Exercise aim:
Rewrite the items from the line that contains "For this evaluation, locate the bride's" through the last line of the items, changing "one point per instance" to "one point for every instance" and leaving everything else as it is.
— start —
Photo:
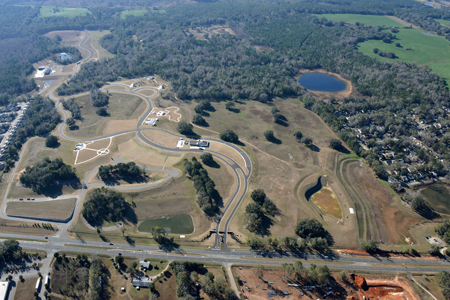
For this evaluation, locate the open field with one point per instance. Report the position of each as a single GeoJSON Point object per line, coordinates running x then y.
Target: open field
{"type": "Point", "coordinates": [25, 289]}
{"type": "Point", "coordinates": [179, 224]}
{"type": "Point", "coordinates": [120, 107]}
{"type": "Point", "coordinates": [326, 200]}
{"type": "Point", "coordinates": [95, 40]}
{"type": "Point", "coordinates": [136, 13]}
{"type": "Point", "coordinates": [368, 20]}
{"type": "Point", "coordinates": [56, 209]}
{"type": "Point", "coordinates": [383, 218]}
{"type": "Point", "coordinates": [425, 49]}
{"type": "Point", "coordinates": [60, 11]}
{"type": "Point", "coordinates": [438, 196]}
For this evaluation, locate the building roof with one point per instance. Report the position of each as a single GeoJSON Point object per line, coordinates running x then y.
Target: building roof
{"type": "Point", "coordinates": [144, 264]}
{"type": "Point", "coordinates": [4, 286]}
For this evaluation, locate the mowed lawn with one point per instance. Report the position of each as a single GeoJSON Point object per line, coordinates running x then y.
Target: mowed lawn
{"type": "Point", "coordinates": [135, 12]}
{"type": "Point", "coordinates": [120, 107]}
{"type": "Point", "coordinates": [59, 11]}
{"type": "Point", "coordinates": [54, 209]}
{"type": "Point", "coordinates": [369, 20]}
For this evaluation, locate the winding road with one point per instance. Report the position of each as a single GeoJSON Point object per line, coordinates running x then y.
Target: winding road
{"type": "Point", "coordinates": [220, 253]}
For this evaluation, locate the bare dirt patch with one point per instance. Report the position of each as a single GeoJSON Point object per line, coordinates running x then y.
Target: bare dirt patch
{"type": "Point", "coordinates": [147, 92]}
{"type": "Point", "coordinates": [161, 138]}
{"type": "Point", "coordinates": [116, 126]}
{"type": "Point", "coordinates": [55, 209]}
{"type": "Point", "coordinates": [67, 36]}
{"type": "Point", "coordinates": [326, 200]}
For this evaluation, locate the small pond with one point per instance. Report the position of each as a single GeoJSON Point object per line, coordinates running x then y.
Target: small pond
{"type": "Point", "coordinates": [321, 82]}
{"type": "Point", "coordinates": [180, 224]}
{"type": "Point", "coordinates": [65, 56]}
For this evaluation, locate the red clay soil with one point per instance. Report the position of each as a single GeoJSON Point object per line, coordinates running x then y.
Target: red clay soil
{"type": "Point", "coordinates": [386, 254]}
{"type": "Point", "coordinates": [383, 289]}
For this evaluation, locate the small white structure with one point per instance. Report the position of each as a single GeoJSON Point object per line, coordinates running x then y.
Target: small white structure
{"type": "Point", "coordinates": [38, 283]}
{"type": "Point", "coordinates": [144, 264]}
{"type": "Point", "coordinates": [4, 288]}
{"type": "Point", "coordinates": [151, 122]}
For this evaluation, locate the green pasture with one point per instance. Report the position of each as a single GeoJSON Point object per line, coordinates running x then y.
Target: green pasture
{"type": "Point", "coordinates": [443, 22]}
{"type": "Point", "coordinates": [181, 224]}
{"type": "Point", "coordinates": [134, 12]}
{"type": "Point", "coordinates": [424, 49]}
{"type": "Point", "coordinates": [59, 11]}
{"type": "Point", "coordinates": [438, 197]}
{"type": "Point", "coordinates": [369, 20]}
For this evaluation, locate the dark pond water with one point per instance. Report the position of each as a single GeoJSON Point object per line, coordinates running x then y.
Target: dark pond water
{"type": "Point", "coordinates": [321, 82]}
{"type": "Point", "coordinates": [65, 56]}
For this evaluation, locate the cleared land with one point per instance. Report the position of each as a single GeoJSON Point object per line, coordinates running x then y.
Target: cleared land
{"type": "Point", "coordinates": [59, 11]}
{"type": "Point", "coordinates": [95, 40]}
{"type": "Point", "coordinates": [326, 200]}
{"type": "Point", "coordinates": [120, 107]}
{"type": "Point", "coordinates": [135, 12]}
{"type": "Point", "coordinates": [55, 209]}
{"type": "Point", "coordinates": [368, 20]}
{"type": "Point", "coordinates": [25, 289]}
{"type": "Point", "coordinates": [181, 224]}
{"type": "Point", "coordinates": [438, 196]}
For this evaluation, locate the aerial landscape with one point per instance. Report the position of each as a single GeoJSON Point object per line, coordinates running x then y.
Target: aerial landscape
{"type": "Point", "coordinates": [225, 149]}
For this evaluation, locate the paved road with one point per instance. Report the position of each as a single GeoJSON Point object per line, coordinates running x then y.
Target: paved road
{"type": "Point", "coordinates": [59, 241]}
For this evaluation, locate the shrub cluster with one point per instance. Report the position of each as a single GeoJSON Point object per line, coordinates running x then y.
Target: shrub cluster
{"type": "Point", "coordinates": [46, 174]}
{"type": "Point", "coordinates": [104, 204]}
{"type": "Point", "coordinates": [204, 186]}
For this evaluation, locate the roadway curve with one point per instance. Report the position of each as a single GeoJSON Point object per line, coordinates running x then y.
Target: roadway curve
{"type": "Point", "coordinates": [220, 240]}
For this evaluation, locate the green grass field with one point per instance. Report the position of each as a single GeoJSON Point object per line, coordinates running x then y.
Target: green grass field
{"type": "Point", "coordinates": [369, 20]}
{"type": "Point", "coordinates": [58, 11]}
{"type": "Point", "coordinates": [443, 22]}
{"type": "Point", "coordinates": [425, 49]}
{"type": "Point", "coordinates": [120, 107]}
{"type": "Point", "coordinates": [136, 13]}
{"type": "Point", "coordinates": [181, 224]}
{"type": "Point", "coordinates": [96, 36]}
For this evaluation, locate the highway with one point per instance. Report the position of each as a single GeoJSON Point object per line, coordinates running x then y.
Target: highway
{"type": "Point", "coordinates": [220, 253]}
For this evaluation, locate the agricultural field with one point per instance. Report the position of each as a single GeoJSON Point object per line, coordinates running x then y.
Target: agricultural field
{"type": "Point", "coordinates": [54, 209]}
{"type": "Point", "coordinates": [136, 13]}
{"type": "Point", "coordinates": [59, 11]}
{"type": "Point", "coordinates": [368, 20]}
{"type": "Point", "coordinates": [95, 40]}
{"type": "Point", "coordinates": [438, 196]}
{"type": "Point", "coordinates": [121, 107]}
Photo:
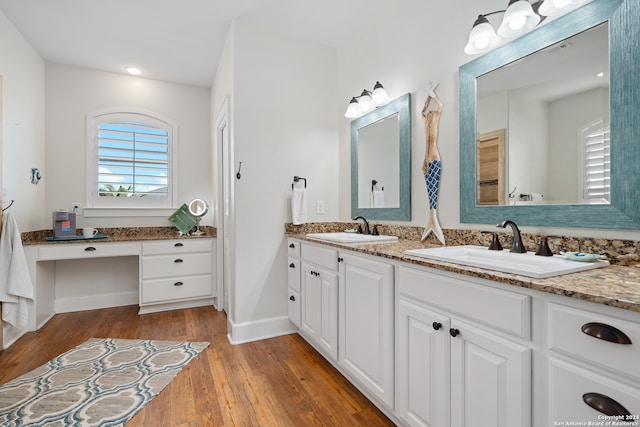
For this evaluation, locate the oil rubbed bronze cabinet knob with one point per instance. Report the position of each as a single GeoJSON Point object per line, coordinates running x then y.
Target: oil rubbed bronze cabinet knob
{"type": "Point", "coordinates": [605, 332]}
{"type": "Point", "coordinates": [604, 404]}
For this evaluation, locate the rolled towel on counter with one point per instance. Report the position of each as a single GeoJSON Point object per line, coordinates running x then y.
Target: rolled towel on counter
{"type": "Point", "coordinates": [16, 288]}
{"type": "Point", "coordinates": [299, 206]}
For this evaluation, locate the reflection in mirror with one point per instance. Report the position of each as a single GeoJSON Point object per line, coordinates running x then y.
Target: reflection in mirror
{"type": "Point", "coordinates": [553, 106]}
{"type": "Point", "coordinates": [621, 212]}
{"type": "Point", "coordinates": [381, 162]}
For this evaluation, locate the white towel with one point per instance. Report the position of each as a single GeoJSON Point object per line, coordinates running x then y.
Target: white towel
{"type": "Point", "coordinates": [299, 206]}
{"type": "Point", "coordinates": [378, 198]}
{"type": "Point", "coordinates": [16, 288]}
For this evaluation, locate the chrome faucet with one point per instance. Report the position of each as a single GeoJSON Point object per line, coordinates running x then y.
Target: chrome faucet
{"type": "Point", "coordinates": [366, 223]}
{"type": "Point", "coordinates": [517, 245]}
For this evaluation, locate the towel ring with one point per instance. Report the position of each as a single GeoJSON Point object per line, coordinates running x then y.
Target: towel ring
{"type": "Point", "coordinates": [10, 204]}
{"type": "Point", "coordinates": [297, 179]}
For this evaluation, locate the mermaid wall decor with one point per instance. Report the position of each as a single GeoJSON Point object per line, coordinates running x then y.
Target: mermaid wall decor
{"type": "Point", "coordinates": [432, 165]}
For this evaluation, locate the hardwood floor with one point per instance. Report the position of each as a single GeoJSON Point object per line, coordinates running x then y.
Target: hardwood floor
{"type": "Point", "coordinates": [280, 381]}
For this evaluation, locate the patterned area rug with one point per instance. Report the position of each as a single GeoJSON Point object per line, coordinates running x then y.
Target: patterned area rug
{"type": "Point", "coordinates": [103, 382]}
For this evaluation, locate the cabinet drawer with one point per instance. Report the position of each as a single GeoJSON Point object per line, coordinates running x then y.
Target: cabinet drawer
{"type": "Point", "coordinates": [87, 250]}
{"type": "Point", "coordinates": [566, 335]}
{"type": "Point", "coordinates": [504, 310]}
{"type": "Point", "coordinates": [155, 291]}
{"type": "Point", "coordinates": [570, 383]}
{"type": "Point", "coordinates": [294, 307]}
{"type": "Point", "coordinates": [175, 265]}
{"type": "Point", "coordinates": [320, 256]}
{"type": "Point", "coordinates": [293, 248]}
{"type": "Point", "coordinates": [293, 274]}
{"type": "Point", "coordinates": [176, 246]}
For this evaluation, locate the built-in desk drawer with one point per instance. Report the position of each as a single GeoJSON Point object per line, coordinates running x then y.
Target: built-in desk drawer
{"type": "Point", "coordinates": [165, 290]}
{"type": "Point", "coordinates": [175, 265]}
{"type": "Point", "coordinates": [87, 250]}
{"type": "Point", "coordinates": [162, 247]}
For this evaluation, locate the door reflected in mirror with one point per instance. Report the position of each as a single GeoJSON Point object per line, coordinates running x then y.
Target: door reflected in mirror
{"type": "Point", "coordinates": [379, 164]}
{"type": "Point", "coordinates": [554, 108]}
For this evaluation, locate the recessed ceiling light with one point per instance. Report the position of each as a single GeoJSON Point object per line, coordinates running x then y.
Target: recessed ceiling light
{"type": "Point", "coordinates": [134, 71]}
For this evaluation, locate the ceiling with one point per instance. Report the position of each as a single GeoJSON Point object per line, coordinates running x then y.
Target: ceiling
{"type": "Point", "coordinates": [172, 40]}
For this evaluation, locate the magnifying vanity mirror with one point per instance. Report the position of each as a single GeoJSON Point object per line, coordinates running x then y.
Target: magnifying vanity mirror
{"type": "Point", "coordinates": [381, 162]}
{"type": "Point", "coordinates": [198, 208]}
{"type": "Point", "coordinates": [533, 111]}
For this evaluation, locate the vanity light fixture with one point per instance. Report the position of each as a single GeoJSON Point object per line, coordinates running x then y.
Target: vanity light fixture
{"type": "Point", "coordinates": [519, 18]}
{"type": "Point", "coordinates": [367, 100]}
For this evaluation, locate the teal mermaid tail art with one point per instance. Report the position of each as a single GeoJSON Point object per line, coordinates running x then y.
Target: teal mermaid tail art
{"type": "Point", "coordinates": [432, 165]}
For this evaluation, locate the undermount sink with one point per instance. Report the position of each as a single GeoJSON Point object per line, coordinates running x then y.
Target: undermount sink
{"type": "Point", "coordinates": [527, 264]}
{"type": "Point", "coordinates": [342, 237]}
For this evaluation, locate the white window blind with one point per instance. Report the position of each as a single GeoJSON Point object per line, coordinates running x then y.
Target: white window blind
{"type": "Point", "coordinates": [130, 163]}
{"type": "Point", "coordinates": [133, 160]}
{"type": "Point", "coordinates": [596, 163]}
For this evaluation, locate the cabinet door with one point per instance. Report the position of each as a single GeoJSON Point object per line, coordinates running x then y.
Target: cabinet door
{"type": "Point", "coordinates": [423, 366]}
{"type": "Point", "coordinates": [490, 379]}
{"type": "Point", "coordinates": [320, 307]}
{"type": "Point", "coordinates": [366, 324]}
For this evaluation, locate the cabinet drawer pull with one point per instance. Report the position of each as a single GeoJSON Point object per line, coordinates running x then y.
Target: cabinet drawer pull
{"type": "Point", "coordinates": [605, 332]}
{"type": "Point", "coordinates": [604, 404]}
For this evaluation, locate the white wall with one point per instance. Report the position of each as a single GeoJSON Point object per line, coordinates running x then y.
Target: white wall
{"type": "Point", "coordinates": [406, 46]}
{"type": "Point", "coordinates": [285, 124]}
{"type": "Point", "coordinates": [23, 131]}
{"type": "Point", "coordinates": [73, 92]}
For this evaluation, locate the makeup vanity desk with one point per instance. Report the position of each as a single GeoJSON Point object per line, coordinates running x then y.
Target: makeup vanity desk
{"type": "Point", "coordinates": [148, 266]}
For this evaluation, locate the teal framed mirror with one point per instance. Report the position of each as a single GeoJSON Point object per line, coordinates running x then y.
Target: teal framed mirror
{"type": "Point", "coordinates": [622, 211]}
{"type": "Point", "coordinates": [381, 162]}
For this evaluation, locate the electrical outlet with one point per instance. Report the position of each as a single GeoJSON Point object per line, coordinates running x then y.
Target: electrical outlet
{"type": "Point", "coordinates": [77, 208]}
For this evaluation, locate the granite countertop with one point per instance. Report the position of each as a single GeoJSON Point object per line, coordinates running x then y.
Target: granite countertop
{"type": "Point", "coordinates": [117, 234]}
{"type": "Point", "coordinates": [616, 285]}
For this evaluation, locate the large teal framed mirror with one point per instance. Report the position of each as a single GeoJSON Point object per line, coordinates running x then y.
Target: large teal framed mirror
{"type": "Point", "coordinates": [381, 162]}
{"type": "Point", "coordinates": [621, 209]}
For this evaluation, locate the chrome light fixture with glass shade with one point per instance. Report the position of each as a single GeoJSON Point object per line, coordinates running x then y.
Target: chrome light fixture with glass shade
{"type": "Point", "coordinates": [367, 101]}
{"type": "Point", "coordinates": [520, 17]}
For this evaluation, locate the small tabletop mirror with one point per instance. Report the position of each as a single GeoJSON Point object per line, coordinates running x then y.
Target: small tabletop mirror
{"type": "Point", "coordinates": [198, 208]}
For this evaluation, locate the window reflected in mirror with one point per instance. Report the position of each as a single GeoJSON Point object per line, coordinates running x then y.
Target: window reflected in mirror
{"type": "Point", "coordinates": [553, 106]}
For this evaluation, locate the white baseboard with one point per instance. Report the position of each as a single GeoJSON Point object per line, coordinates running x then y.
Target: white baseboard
{"type": "Point", "coordinates": [253, 331]}
{"type": "Point", "coordinates": [94, 302]}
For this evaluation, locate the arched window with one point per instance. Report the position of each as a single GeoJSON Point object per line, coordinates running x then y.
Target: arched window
{"type": "Point", "coordinates": [131, 161]}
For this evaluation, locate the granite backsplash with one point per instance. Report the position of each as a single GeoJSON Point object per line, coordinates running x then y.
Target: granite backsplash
{"type": "Point", "coordinates": [618, 252]}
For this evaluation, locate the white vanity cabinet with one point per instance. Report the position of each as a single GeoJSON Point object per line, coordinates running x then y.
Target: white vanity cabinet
{"type": "Point", "coordinates": [293, 281]}
{"type": "Point", "coordinates": [594, 364]}
{"type": "Point", "coordinates": [366, 323]}
{"type": "Point", "coordinates": [457, 365]}
{"type": "Point", "coordinates": [319, 286]}
{"type": "Point", "coordinates": [176, 274]}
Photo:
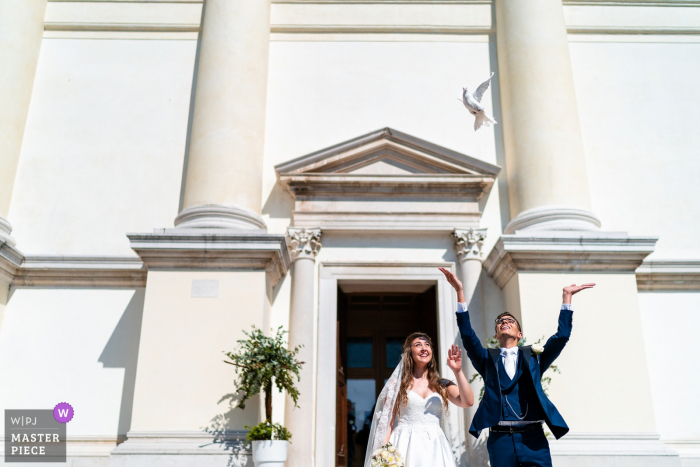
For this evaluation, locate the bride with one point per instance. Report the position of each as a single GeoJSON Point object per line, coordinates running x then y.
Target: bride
{"type": "Point", "coordinates": [410, 409]}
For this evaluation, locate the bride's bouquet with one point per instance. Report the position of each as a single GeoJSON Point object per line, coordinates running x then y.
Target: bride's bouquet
{"type": "Point", "coordinates": [387, 456]}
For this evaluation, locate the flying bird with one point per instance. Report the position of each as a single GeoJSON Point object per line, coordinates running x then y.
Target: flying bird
{"type": "Point", "coordinates": [472, 101]}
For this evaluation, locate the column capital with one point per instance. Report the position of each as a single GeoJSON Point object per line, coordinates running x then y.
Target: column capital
{"type": "Point", "coordinates": [303, 243]}
{"type": "Point", "coordinates": [468, 243]}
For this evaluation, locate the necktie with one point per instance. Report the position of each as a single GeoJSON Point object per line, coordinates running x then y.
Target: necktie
{"type": "Point", "coordinates": [509, 358]}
— end —
Task answer:
For this evaluation, locate the bride's bouquet with one point for every instance. Report the position of each as a single GeoJSON Point object per line, coordinates running x then y.
Target: bride's bouquet
{"type": "Point", "coordinates": [387, 456]}
For this evaluation, locate the flying bird with one point for every instance. Report the position of each as a single GeoJSON Point object per line, coordinates running x then y.
Target: flying bird
{"type": "Point", "coordinates": [472, 101]}
For this evaluation, locate the column capital with one point for every instance. Report the position of each as a single GeoJSON Point object per line, coordinates running x then y.
Target: column capital
{"type": "Point", "coordinates": [303, 243]}
{"type": "Point", "coordinates": [468, 243]}
For this evaluation, locate the necktie with one point for every instance. Report the position of each as a single GeoJSON Point object per line, coordinates running x then y.
Target: necktie
{"type": "Point", "coordinates": [509, 358]}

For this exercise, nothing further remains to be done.